● **Exercise requirements**: In the records below, find the line containing "Reviewer note: check that each instance of the green vegetation"; copy exactly that line and all lines after it to the end, and nothing else.

————————

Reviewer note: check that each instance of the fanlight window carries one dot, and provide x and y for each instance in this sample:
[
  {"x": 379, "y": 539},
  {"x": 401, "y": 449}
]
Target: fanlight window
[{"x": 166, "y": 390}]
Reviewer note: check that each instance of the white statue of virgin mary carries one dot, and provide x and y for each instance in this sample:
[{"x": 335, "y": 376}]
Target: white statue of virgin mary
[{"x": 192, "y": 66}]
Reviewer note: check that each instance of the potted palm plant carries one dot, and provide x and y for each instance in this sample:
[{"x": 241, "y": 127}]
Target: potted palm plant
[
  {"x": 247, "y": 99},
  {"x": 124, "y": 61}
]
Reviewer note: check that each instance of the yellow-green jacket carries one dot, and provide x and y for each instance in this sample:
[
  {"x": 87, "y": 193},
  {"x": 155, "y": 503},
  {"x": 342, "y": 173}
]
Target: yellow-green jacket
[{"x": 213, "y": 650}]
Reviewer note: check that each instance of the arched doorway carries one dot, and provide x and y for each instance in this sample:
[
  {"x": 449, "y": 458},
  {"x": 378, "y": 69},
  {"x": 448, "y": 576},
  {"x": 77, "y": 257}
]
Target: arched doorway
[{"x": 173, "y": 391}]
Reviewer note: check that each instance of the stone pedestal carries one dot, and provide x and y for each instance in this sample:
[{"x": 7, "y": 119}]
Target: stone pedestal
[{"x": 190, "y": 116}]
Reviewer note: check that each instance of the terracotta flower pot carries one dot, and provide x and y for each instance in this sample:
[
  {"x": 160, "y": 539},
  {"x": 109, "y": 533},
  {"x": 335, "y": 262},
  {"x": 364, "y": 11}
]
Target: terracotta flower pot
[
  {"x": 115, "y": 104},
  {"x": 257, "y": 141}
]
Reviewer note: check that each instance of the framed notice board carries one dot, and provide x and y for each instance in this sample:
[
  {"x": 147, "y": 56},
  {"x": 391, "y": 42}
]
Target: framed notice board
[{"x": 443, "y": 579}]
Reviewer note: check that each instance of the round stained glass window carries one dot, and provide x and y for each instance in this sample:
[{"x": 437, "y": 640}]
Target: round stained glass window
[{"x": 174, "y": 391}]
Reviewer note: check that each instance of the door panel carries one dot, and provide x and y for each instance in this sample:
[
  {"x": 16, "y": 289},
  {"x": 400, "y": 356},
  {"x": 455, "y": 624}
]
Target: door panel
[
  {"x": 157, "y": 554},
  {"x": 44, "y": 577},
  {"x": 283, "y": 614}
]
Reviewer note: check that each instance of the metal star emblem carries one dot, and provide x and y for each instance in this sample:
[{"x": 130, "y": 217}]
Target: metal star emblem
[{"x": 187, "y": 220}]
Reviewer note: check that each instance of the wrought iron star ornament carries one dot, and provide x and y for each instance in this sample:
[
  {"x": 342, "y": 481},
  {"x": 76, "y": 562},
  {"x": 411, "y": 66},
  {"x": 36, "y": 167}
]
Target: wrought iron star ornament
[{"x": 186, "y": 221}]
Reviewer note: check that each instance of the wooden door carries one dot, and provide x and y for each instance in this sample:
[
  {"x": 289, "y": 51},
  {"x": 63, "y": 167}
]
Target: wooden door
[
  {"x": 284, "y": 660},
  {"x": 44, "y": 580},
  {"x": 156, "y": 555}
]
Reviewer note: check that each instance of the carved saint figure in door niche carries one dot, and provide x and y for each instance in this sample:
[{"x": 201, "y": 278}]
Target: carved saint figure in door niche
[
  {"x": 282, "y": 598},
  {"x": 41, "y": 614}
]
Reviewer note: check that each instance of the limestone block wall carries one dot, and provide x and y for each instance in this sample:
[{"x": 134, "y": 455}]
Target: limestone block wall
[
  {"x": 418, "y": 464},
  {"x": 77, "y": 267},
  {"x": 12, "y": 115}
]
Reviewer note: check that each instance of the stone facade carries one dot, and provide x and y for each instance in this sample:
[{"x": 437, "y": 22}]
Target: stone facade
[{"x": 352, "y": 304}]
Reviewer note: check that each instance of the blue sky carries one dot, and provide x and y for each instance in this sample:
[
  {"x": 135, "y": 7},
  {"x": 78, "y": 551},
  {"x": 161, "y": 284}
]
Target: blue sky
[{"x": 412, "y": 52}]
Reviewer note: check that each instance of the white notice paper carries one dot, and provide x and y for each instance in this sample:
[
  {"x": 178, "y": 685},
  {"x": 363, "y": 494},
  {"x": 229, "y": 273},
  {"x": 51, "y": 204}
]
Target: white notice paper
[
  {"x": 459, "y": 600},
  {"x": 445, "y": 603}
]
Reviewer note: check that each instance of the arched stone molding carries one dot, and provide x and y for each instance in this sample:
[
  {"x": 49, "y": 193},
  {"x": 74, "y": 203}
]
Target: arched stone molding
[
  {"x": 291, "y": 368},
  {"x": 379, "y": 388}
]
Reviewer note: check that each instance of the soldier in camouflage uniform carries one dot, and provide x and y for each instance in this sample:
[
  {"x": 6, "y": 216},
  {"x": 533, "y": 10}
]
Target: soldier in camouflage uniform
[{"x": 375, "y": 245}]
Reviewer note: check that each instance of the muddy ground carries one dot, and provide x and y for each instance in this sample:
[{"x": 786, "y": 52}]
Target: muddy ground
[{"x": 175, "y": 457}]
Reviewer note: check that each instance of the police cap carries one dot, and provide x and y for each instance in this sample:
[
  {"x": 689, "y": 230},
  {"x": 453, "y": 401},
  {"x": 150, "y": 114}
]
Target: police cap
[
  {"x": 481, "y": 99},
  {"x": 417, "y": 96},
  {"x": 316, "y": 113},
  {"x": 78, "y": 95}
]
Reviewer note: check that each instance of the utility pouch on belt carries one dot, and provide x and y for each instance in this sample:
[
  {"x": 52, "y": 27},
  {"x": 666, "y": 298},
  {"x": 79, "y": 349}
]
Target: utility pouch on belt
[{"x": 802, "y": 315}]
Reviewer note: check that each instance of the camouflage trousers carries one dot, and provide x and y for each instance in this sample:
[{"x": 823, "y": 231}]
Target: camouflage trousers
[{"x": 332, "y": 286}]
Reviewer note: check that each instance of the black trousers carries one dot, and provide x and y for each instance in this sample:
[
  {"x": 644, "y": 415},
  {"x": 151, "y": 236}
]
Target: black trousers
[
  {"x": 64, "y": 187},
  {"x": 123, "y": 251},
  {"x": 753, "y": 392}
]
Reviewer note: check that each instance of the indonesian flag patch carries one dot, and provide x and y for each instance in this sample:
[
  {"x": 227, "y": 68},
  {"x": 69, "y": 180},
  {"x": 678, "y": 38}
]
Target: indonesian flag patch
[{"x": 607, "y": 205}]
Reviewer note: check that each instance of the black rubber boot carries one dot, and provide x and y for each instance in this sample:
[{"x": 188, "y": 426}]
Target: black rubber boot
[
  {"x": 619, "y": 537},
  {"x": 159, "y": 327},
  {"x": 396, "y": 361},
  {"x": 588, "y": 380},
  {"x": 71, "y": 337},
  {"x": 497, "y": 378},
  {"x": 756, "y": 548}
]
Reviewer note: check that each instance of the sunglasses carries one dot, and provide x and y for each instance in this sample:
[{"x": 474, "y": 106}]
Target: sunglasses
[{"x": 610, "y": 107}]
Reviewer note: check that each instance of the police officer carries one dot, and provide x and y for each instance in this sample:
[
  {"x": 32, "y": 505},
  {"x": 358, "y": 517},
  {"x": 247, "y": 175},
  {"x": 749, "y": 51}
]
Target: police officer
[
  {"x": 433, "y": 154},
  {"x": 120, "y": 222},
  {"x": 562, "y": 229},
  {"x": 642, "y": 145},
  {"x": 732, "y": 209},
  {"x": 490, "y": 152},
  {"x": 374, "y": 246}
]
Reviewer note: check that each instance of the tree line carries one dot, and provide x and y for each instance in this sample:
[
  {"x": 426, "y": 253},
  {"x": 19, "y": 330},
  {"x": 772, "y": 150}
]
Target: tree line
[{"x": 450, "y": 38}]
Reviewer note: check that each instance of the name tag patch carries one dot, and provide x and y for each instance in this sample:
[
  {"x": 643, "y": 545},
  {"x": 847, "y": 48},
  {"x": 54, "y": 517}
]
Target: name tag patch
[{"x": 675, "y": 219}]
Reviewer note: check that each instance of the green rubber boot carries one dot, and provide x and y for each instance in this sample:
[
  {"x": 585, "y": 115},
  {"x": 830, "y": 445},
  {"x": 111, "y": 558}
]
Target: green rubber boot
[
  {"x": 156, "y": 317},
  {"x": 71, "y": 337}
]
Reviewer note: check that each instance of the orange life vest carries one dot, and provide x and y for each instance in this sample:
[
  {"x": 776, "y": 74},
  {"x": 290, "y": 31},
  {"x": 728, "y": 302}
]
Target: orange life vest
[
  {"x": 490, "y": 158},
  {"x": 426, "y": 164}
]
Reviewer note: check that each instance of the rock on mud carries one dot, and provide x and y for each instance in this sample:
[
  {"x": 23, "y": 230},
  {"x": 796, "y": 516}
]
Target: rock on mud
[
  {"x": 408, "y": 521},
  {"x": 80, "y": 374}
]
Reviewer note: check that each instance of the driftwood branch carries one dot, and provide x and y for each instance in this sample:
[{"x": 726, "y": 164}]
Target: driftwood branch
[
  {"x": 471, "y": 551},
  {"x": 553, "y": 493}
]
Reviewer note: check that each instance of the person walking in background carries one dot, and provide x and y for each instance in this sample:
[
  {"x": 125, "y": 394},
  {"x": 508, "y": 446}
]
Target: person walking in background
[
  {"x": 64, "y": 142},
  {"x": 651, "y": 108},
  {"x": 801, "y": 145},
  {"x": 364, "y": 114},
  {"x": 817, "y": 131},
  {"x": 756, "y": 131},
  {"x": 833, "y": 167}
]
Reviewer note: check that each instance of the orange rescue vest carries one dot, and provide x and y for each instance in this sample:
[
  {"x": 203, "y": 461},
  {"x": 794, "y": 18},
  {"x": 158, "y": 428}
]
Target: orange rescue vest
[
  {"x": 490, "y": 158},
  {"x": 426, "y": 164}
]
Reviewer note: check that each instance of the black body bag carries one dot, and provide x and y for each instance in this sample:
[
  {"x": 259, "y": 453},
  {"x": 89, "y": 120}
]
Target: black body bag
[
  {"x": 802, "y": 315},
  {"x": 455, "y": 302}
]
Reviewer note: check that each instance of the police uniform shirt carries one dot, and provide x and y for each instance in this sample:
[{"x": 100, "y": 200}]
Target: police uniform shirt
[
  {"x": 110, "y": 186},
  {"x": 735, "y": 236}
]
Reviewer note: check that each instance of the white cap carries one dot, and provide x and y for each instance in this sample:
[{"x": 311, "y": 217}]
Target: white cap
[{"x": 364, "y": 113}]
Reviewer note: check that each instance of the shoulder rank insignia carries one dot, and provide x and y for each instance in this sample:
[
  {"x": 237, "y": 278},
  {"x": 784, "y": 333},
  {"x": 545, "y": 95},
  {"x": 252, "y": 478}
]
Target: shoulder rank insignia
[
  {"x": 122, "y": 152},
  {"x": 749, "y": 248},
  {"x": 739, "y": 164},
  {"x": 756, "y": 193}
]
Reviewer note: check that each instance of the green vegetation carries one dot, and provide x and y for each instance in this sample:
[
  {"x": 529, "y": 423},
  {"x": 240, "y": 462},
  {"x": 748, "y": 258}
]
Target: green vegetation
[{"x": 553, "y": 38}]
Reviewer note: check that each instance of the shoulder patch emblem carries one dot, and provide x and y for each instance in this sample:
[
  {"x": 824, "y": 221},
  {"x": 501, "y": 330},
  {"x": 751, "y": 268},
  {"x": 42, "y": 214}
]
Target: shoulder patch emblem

————————

● **Written answer**:
Reviewer note: check that each instance of the green vegetation carries one dot, and provide x and y for each instance in this sample:
[
  {"x": 529, "y": 423},
  {"x": 240, "y": 462},
  {"x": 748, "y": 258}
]
Target: green vegetation
[{"x": 553, "y": 38}]
Reviewer note: check that each instance of the shoulder patch emblem carries one dot, and provide x and y for each instance in this sample:
[
  {"x": 824, "y": 221},
  {"x": 501, "y": 330},
  {"x": 751, "y": 268},
  {"x": 42, "y": 214}
]
Target: shoulder patch emblem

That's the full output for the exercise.